— Start of Selected text —

A Night on the Town: The Jerry Corcoran Murder of 1902

Halloween is a time that so many people wear masks.

People get to step out of their normal roles and act a little different for a day or two. They get to step outside the box and play pretend, turning from soccer moms and construction workers into vampires, sexy nurses, and kung-fu nuns.

It’s good to step outside the normal grind of everyday life for a bit, even if only for a few days in fall every year. Most will gladly take off their costumes at the end of long night of partying or trick or treating and put them away, stepping back into their normal, everyday roles.

There are some that wear their everyday faces like masks, and wear them year round. They blend in, hiding their true natures and intentions behind faces that don’t look out of place in the world they live in.

But when the moment is right, their outer façade melts away and their real faces are revealed, sometimes with deadly results.

 

On Saturday, December 20, 1902, Jerry Corcoran was just another blue collar worker who wanted to have a couple beers with some co-workers.

Jerry worked for one of the railroads that ran through Des Moines, Iowa, and he worked hard. Long hours of manual labor can take its toll on a person, and he was no exception. It was time that he and some co-workers enjoy the fruits of their labors.

With a check for $39 in his pocket, Jerry Corcoran headed into Des Moines and proceeded to knock back a few. He didn’t drink as much as his compatriots and he decided to leave the local watering hole where they had parked themselves at about 5 o’clock.

A short time later, he saw a long-time Des Moines resident and acquaintance named James Burns. Burns, whom everyone called ‘Slim,’ was glad to see him and the two were soon catching up. With Slim was another man named George Beveridge, who was fully welcomed into the conversation.

The men had decided to have a few more beers at the John Ba Tiese barber shop, where Slim had been renting a room. They were joined by another railroad worker named ‘Shorty’ Yelton, and soon the men were talking, drinking, and having a good time.

At about 7 p.m., the Ba Tiese’s stepped in and told the men that they couldn’t stay there and had to leave. When the warning had been issued, the couple left. Slim, Shorty, Corcoran, and Beveridge continued to drink for a while, and then all of them went to Slim’s rented room and passed out for the rest of the night.

The next morning, Ba Tiese noticed that Jerry Corcoran was sitting inside the doorway to a coal shed behind his shop. He had apparently passed out there sometime the night before. Ba Tiese walked over, put his hand on the man’s shoulder, and tried to awaken him. Corcoran’s limp form pitched forward and lay still. Ba Tiese quickly realized that the man was dead.

The police were called and quickly started their investigation.

 

Investigation

 

Detectives noticed that Corcoran’s pockets had been gone through, as if someone had been looking for something. One pocket was turned inside out, while another had been cut. His coin purse strings had also been cut, and it was empty.

— End of Selected text —
— Start of Provided material —

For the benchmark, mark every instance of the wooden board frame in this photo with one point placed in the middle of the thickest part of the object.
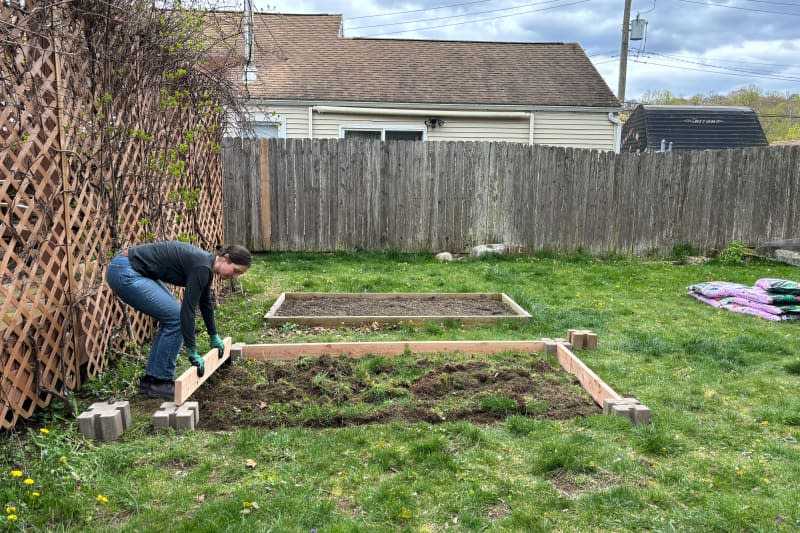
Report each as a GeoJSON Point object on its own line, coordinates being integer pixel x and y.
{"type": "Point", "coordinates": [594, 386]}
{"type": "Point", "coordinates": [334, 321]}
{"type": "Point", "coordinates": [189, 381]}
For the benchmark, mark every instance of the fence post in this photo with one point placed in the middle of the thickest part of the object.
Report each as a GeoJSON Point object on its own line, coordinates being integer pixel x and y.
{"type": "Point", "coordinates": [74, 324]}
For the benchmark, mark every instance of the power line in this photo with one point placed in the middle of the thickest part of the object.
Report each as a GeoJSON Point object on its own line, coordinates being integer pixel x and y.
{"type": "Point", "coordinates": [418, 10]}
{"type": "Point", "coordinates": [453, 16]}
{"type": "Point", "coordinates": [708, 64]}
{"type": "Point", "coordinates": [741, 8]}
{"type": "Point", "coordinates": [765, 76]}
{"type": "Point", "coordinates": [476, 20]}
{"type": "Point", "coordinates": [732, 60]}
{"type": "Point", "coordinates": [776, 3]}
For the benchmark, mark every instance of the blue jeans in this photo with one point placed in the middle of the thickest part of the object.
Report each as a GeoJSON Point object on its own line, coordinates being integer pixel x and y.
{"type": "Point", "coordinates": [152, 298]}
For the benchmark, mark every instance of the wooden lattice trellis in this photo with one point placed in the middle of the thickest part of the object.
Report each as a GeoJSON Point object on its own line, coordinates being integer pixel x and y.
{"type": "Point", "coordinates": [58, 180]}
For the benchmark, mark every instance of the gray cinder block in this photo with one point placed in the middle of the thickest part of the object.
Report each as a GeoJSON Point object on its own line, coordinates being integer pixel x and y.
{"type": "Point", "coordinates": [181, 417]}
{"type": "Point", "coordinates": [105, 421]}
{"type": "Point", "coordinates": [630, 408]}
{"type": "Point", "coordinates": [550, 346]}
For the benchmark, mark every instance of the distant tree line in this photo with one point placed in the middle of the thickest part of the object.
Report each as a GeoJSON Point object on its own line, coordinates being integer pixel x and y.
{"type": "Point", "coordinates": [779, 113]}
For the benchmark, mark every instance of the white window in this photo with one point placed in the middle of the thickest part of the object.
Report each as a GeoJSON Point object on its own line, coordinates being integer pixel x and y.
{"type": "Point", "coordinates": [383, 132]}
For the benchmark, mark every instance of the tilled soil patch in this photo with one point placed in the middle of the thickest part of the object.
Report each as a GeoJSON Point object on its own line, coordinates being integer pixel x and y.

— End of Provided material —

Your goal ▸
Reproduce the passage of the article on the 1902 Jerry Corcoran murder that lies between "It’s good to" and "they live in.", inclusive.

Worked answer ▸
It’s good to step outside the normal grind of everyday life for a bit, even if only for a few days in fall every year. Most will gladly take off their costumes at the end of long night of partying or trick or treating and put them away, stepping back into their normal, everyday roles.

There are some that wear their everyday faces like masks, and wear them year round. They blend in, hiding their true natures and intentions behind faces that don’t look out of place in the world they live in.